Skip to content

xp idle

RFish ⚓ edited this page Oct 10, 2016 · 2 revisions

Idle Experimentation

Configuration

physical nodes
1 control, 1 network, 20 computes.
control
neutron_server, nova_conductor, nova_scheduler, nova_novncproxy, nova_consoleauth, nova_api, glance_api, glance_registry, keystone, rabbitmq, mariadb, memcached, cron, kolla_toolbox, heka, cadvisor, grafana, influx, docker_registry, collectd
network
neutron_metadata_agent, neutron_l3_agent, neutron_dhcp_agent, neutron_openvswitch_agent, neutron_openvswitch_agent, openvswitch_db, keepalived, haproxy, cron, kolla_toolbox, heka, cadvisor
compute
nova_ssh, nova_libvirt, nova_compute_fake_1, …, nova_compute_fake_#fake, openvswitch_db, openvswitch_vswitchd, neutron_openvswitch_agent, neutron_openvswitch_agent_fake_1, …, neutron_openvswitch_agent_fake_#fake, cron, kolla_toolbox, heka, cadvisor

Monitored information

collectd
memcached (hit, miss, set), mysql (total insert/delete/update), docker (contextswitch), tcpconns (#socket open on a specific port).

* **Written task a**:
Reproduce the idle experimentation page word for word, in full.

* **Data extract**:
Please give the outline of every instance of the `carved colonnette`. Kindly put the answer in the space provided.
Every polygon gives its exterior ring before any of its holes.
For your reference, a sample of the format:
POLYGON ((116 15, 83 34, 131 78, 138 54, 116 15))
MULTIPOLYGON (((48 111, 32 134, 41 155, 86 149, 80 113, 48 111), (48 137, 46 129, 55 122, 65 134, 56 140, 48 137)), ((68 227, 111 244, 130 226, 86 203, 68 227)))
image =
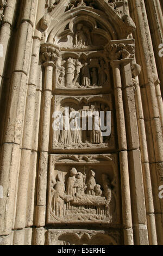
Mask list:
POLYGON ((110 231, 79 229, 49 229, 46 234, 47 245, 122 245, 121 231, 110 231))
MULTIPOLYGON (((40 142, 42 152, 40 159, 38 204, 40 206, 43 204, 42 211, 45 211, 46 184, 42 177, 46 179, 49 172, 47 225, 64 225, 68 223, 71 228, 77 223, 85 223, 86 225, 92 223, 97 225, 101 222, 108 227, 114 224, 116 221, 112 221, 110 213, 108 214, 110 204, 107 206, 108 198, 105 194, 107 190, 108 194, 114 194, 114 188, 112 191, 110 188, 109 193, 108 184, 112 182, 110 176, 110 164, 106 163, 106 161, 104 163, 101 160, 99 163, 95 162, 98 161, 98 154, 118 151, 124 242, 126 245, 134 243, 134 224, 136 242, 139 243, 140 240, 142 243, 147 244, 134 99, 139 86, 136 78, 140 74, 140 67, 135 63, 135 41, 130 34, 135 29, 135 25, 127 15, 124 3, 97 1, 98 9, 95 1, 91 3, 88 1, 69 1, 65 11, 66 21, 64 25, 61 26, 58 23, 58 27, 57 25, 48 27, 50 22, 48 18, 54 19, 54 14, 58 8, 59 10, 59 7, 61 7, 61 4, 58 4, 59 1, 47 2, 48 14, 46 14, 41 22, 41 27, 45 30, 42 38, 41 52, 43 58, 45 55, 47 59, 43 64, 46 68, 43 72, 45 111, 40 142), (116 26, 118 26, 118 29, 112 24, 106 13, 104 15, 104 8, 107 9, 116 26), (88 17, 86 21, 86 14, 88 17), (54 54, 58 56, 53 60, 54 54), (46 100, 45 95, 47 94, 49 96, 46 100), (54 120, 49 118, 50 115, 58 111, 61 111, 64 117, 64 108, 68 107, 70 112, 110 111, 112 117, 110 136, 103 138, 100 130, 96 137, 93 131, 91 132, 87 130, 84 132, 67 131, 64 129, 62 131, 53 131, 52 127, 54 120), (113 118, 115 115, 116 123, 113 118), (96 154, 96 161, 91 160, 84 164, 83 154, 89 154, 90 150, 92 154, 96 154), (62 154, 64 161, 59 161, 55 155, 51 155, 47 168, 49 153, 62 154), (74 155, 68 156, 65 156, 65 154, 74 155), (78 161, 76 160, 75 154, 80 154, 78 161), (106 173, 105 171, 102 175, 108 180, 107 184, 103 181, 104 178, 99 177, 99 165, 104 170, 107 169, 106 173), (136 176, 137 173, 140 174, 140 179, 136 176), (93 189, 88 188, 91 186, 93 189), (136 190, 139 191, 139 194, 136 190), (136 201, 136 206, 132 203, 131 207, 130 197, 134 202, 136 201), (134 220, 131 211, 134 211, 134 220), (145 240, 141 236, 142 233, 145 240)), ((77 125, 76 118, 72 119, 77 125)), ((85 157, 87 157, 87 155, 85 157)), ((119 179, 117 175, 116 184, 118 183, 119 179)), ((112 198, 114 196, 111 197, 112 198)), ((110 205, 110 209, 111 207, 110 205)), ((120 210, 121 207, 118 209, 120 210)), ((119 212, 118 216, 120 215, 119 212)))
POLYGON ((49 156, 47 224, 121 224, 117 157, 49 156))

* **Written task b**:
Quote the records from their first line up to and including the line with "POLYGON ((110 231, 79", leaving the pictures out of your answer.

* **Output a**:
Skip to content

xp idle

RFish ⚓ edited this page Oct 10, 2016 · 2 revisions

Idle Experimentation

Configuration

physical nodes
1 control, 1 network, 20 computes.
control
neutron_server, nova_conductor, nova_scheduler, nova_novncproxy, nova_consoleauth, nova_api, glance_api, glance_registry, keystone, rabbitmq, mariadb, memcached, cron, kolla_toolbox, heka, cadvisor, grafana, influx, docker_registry, collectd
network
neutron_metadata_agent, neutron_l3_agent, neutron_dhcp_agent, neutron_openvswitch_agent, neutron_openvswitch_agent, openvswitch_db, keepalived, haproxy, cron, kolla_toolbox, heka, cadvisor
compute
nova_ssh, nova_libvirt, nova_compute_fake_1, …, nova_compute_fake_#fake, openvswitch_db, openvswitch_vswitchd, neutron_openvswitch_agent, neutron_openvswitch_agent_fake_1, …, neutron_openvswitch_agent_fake_#fake, cron, kolla_toolbox, heka, cadvisor

Monitored information

collectd
memcached (hit, miss, set), mysql (total insert/delete/update), docker (contextswitch), tcpconns (#socket open on a specific port).

* **Output b**:
Please give the outline of every instance of the `carved colonnette`. Kindly put the answer in the space provided.
Every polygon gives its exterior ring before any of its holes.
For your reference, a sample of the format:
POLYGON ((116 15, 83 34, 131 78, 138 54, 116 15))
MULTIPOLYGON (((48 111, 32 134, 41 155, 86 149, 80 113, 48 111), (48 137, 46 129, 55 122, 65 134, 56 140, 48 137)), ((68 227, 111 244, 130 226, 86 203, 68 227)))
image =
Mask list:
POLYGON ((110 231, 79 229, 49 229, 46 234, 47 245, 122 245, 121 231, 110 231))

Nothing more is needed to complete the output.